### Exercise:
Translate into Spanish this sentence from the sailboat review: "Priorities for this design were a full beam aft cabin and a spacious, long cockpit."

### Source passage:

************

We find out as we test their flagship model, the Allures 51.9, on a blustery day in Cherbourg, France.
The Allures sailboats, also this Allures 51.9, are designed and constructed in the same French shipyard as Garcia, so you appreciate the incredible craftsmanship and pedigree of blue water cruisers going into the range of Allures yachts. From the beginning, it retains Allures’ niche of using aluminium hulls with glass fibre decks and superstructures, which, the yard maintains, gives the optimum combination of low maintenance and less weight higher up. Priorities for this design were a full beam aft cabin and a spacious, long cockpit. At 7m long, the latter offers formidable social, sailing and aft deck zones. The range consists of 2 models, 45.9 and 51.9 (from 45 to 51 feet), intended for adventurous sailors looking for a reliable, safe, comfortable and easy-to-handle blue water sailboat singlehanded or with a reduced crew.
With a glut of 50ft yachts launched this year, there’s something for everyone – as long as you want and can afford a 50-something foot yacht. If you’re after a go-anywhere cruiser, the Allures 51.9 firmly ticks that box, but just because she can sail across oceans doesn’t mean she’s any less of a coastal cruiser.
The grey aluminium hull might not be to everyone’s taste, but it’s insanely beneficial; it won’t crack or craze, it doesn’t fade or need polishing, or like most owners nowadays, you can have an excellent colourful wrap as this particular 51.9 has.

************

### Data excerpts:
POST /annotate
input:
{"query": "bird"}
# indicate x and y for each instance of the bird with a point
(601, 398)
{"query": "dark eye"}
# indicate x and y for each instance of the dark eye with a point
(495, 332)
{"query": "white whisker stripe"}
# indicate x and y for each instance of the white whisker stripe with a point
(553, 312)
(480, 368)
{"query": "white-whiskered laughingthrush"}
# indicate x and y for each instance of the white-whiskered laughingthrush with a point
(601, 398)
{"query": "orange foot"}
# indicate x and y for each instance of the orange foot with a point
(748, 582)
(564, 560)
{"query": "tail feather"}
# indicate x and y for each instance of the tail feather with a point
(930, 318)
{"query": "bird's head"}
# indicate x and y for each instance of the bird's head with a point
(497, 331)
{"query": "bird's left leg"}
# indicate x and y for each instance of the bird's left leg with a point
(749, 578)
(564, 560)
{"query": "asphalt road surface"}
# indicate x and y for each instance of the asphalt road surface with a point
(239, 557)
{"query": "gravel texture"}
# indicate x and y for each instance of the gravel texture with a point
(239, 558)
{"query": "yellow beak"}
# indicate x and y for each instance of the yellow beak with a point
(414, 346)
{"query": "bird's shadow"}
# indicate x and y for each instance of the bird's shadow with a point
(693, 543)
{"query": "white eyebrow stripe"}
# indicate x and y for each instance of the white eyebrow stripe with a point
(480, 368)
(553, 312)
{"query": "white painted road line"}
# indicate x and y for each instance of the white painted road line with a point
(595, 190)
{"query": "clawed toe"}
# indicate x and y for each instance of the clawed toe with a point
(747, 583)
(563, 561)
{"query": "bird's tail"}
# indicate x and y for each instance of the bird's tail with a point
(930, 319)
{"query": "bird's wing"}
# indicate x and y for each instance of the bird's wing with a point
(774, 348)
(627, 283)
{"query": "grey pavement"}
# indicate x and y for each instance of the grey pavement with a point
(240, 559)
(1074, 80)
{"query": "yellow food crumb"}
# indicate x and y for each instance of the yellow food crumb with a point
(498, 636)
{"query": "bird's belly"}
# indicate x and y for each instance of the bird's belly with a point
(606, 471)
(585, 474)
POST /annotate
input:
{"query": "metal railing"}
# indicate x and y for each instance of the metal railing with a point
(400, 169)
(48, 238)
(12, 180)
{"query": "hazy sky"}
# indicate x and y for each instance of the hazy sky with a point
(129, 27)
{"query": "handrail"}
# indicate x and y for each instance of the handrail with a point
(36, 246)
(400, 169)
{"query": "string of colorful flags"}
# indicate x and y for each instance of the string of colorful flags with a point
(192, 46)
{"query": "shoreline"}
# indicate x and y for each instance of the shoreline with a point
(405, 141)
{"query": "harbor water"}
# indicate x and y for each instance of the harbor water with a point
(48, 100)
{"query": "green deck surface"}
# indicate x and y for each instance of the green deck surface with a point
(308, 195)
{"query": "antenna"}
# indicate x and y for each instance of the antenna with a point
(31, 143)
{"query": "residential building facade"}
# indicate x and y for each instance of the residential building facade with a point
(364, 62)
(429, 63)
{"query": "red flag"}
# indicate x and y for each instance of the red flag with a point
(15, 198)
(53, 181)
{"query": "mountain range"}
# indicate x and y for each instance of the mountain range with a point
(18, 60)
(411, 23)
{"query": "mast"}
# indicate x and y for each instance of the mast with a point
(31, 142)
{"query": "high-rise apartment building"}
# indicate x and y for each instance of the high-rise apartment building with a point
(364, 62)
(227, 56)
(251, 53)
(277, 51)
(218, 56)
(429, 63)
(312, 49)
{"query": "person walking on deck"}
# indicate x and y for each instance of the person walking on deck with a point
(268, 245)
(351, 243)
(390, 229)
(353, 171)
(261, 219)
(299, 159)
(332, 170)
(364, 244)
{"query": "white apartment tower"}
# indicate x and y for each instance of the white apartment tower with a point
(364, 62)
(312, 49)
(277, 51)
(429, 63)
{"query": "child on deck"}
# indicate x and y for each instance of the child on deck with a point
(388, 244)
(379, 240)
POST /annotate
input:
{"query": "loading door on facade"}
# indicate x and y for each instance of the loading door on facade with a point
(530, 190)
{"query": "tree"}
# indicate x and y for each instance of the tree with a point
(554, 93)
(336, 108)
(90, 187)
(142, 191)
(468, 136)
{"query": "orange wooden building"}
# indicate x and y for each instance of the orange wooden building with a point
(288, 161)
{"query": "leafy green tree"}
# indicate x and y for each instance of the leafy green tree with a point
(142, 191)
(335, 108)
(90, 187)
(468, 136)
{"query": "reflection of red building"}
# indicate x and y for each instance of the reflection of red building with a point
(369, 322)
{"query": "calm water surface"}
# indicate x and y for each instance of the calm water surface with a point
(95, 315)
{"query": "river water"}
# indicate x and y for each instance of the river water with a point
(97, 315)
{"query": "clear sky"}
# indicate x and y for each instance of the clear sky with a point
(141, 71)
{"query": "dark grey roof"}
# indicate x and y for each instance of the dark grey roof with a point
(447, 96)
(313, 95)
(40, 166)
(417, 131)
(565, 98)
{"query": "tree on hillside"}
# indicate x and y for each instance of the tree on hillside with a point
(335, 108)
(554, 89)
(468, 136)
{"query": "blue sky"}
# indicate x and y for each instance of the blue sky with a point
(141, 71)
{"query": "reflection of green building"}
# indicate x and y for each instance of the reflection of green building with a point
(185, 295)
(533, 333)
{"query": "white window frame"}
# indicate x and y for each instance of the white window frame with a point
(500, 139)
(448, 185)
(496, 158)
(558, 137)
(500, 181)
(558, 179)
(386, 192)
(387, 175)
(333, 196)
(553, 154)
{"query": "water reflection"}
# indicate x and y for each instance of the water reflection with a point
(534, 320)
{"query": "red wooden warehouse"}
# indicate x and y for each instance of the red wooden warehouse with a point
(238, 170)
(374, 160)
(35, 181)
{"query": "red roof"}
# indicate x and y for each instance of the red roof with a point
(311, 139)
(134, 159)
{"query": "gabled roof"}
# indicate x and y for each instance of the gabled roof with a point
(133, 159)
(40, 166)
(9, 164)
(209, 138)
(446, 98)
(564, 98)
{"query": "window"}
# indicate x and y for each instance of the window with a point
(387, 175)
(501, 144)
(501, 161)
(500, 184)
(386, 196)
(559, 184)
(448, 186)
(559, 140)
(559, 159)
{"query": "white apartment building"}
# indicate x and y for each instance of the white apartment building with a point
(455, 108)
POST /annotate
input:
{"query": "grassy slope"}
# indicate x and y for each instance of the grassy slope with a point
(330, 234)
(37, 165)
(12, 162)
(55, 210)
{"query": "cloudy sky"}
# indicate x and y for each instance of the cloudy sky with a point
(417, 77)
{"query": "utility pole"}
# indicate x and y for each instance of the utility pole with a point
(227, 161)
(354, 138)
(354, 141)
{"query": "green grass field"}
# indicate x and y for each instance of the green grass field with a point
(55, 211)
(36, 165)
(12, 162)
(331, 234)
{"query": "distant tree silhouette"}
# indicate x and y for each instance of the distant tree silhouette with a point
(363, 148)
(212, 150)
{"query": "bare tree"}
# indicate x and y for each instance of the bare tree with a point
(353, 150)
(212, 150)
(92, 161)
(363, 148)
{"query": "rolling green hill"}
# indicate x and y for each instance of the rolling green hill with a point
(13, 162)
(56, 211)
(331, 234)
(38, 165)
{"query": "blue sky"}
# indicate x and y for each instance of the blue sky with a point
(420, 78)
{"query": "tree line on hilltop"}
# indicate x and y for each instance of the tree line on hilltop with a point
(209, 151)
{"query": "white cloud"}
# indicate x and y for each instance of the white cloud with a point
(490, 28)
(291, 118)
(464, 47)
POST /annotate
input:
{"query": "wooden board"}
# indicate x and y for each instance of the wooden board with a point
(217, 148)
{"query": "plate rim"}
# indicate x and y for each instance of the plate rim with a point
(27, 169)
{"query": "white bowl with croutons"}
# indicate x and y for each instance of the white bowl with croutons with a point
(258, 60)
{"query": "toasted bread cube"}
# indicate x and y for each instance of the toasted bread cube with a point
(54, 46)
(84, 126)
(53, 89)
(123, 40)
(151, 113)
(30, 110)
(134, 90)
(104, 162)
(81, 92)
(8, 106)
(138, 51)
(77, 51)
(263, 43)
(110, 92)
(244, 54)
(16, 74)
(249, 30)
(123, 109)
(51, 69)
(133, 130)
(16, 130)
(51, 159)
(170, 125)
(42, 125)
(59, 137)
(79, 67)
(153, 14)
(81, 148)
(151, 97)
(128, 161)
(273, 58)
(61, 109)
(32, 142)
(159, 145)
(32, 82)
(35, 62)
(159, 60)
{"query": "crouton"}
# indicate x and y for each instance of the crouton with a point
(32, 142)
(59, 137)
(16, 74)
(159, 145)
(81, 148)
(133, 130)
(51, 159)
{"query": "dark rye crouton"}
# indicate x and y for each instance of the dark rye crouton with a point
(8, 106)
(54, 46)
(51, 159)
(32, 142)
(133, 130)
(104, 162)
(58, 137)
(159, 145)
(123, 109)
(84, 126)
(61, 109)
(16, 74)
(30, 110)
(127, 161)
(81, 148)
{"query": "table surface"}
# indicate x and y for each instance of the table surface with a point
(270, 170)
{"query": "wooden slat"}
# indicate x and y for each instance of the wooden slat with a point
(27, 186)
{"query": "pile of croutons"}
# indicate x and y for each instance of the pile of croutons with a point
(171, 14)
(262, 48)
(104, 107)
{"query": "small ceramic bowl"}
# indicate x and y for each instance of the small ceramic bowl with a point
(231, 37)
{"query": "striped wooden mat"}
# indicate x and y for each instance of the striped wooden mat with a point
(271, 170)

************

### In response:
Las prioridades de este diseño fueron un camarote de popa que ocupa toda la manga y una bañera amplia y larga.